#### Provided text

C# How to Initialize Generic class with object of type "Type"

Asked 27/9, 2013 at 20:10 Answered 27/9, 2013 at 20:14

Solved c#generics reflection typeof gettype

I recently had this problem.

doSomething(typeof(int));
doSomething(typeof(MyClassA));
doSomething(typeof(MyClassB));

public void doSomething(Type _type)
{
    var myGenObj = new MyGenericClass<_type>();  // Error.  Really I'd want MyGenericClass<int>, MyGenericClass<MyClassA>, etc depending on what's passed in.
    myGenObj.doSomeGenStuff();
    // more stuff...

}

I think that this can be done with reflection somehow.. Possibly there's an easier way. I've been somewhat confused on how Type works vs Classes under the covers. Anyways thanks for any help.

Thanks.

Yellowlegs answered 27/9, 2013 at 20:10 Comment(0)

########
#### Data lines

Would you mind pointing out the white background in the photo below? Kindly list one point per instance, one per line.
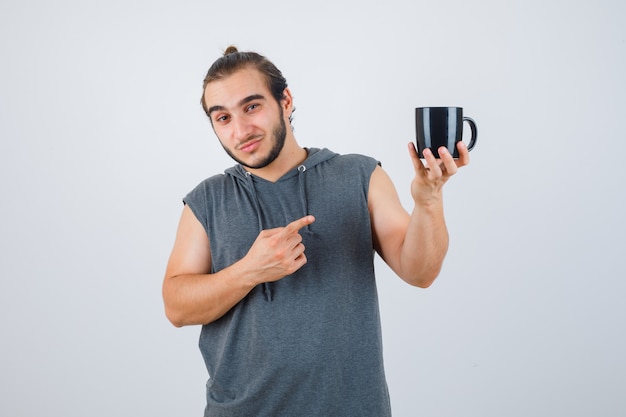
(102, 134)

########

§ Your task: Reproduce the full text of the C# question about initializing a generic class from a Type object verbatim, keeping every line and character unchanged.

§ Solved problem:
C# How to Initialize Generic class with object of type "Type"

Asked 27/9, 2013 at 20:10 Answered 27/9, 2013 at 20:14

Solved c#generics reflection typeof gettype

I recently had this problem.

doSomething(typeof(int));
doSomething(typeof(MyClassA));
doSomething(typeof(MyClassB));

public void doSomething(Type _type)
{
    var myGenObj = new MyGenericClass<_type>();  // Error.  Really I'd want MyGenericClass<int>, MyGenericClass<MyClassA>, etc depending on what's passed in.
    myGenObj.doSomeGenStuff();
    // more stuff...

}

I think that this can be done with reflection somehow.. Possibly there's an easier way. I've been somewhat confused on how Type works vs Classes under the covers. Anyways thanks for any help.

Thanks.

Yellowlegs answered 27/9, 2013 at 20:10 Comment(0)